Being pedantic, why has the rule on break (14.6) been relaxed and not 14.5 (or 14.4)?
A break in a loop is just a goto!
I have no problem with it, it just smacks of inconsistency.

Gavin McCall

MISRA C Steering Team - 2/11/2005

In writing MISRA-C:2004, the use of a loop with two exits was considered acceptable.

One is available for normal exit, and the second for exceptional exits, using the \"break\" statement.

This jump is well constrained unlike \"goto\" which can allow jumps anywhere.
Quote:MISRA C Steering Team - 2/11/2005

In writing MISRA-C:2004, the use of a loop with two exits was considered acceptable.

One is available for normal exit, and the second for exceptional exits, using the \"break\" statement.

This jump is well constrained unlike \"goto\" which can allow jumps anywhere.

Re-posted under offical user name only.
niall Wrote:I know this should have been brought up before, but in reviewing MISRA-2 this passed me by.

****

[TASK TO COMPLETE]
Quote the whole forum thread on the MISRA C break rule, word for word.

[Rows from a pointing dataset]
****

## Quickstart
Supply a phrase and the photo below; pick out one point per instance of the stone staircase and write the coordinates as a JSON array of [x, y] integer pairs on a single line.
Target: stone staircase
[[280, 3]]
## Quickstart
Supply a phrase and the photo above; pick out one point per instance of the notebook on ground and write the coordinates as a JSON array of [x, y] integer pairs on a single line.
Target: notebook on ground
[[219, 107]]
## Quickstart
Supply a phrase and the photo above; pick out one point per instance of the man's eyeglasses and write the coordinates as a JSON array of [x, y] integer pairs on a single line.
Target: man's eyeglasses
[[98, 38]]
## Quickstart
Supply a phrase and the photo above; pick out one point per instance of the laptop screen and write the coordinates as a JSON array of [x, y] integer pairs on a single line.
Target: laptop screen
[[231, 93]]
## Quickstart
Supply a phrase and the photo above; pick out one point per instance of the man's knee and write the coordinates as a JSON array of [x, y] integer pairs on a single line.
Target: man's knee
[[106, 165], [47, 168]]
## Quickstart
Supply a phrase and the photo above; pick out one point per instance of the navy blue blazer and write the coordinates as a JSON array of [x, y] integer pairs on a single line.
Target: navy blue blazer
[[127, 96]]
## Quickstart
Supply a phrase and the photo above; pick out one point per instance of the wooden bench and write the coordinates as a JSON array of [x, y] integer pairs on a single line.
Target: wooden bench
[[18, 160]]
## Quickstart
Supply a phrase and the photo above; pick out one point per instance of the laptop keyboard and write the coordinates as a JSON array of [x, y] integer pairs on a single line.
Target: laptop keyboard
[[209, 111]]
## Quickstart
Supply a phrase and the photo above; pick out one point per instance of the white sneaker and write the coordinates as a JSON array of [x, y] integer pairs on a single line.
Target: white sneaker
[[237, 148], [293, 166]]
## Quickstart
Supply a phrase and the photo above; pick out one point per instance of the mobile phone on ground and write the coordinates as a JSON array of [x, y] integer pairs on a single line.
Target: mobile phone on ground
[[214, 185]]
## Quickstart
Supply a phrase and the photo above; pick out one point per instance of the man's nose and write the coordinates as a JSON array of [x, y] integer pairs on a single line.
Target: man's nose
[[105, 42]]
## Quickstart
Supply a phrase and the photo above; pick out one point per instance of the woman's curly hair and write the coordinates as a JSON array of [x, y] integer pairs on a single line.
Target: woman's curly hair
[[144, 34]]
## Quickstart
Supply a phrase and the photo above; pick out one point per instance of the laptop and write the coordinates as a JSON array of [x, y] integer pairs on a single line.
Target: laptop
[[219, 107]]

****

[FINISHED ANSWER]
Being pedantic, why has the rule on break (14.6) been relaxed and not 14.5 (or 14.4)?
A break in a loop is just a goto!
I have no problem with it, it just smacks of inconsistency.

Gavin McCall

MISRA C Steering Team - 2/11/2005

In writing MISRA-C:2004, the use of a loop with two exits was considered acceptable.

One is available for normal exit, and the second for exceptional exits, using the \"break\" statement.

This jump is well constrained unlike \"goto\" which can allow jumps anywhere.
Quote:MISRA C Steering Team - 2/11/2005

In writing MISRA-C:2004, the use of a loop with two exits was considered acceptable.

One is available for normal exit, and the second for exceptional exits, using the \"break\" statement.

This jump is well constrained unlike \"goto\" which can allow jumps anywhere.

Re-posted under offical user name only.
niall Wrote:I know this should have been brought up before, but in reviewing MISRA-2 this passed me by.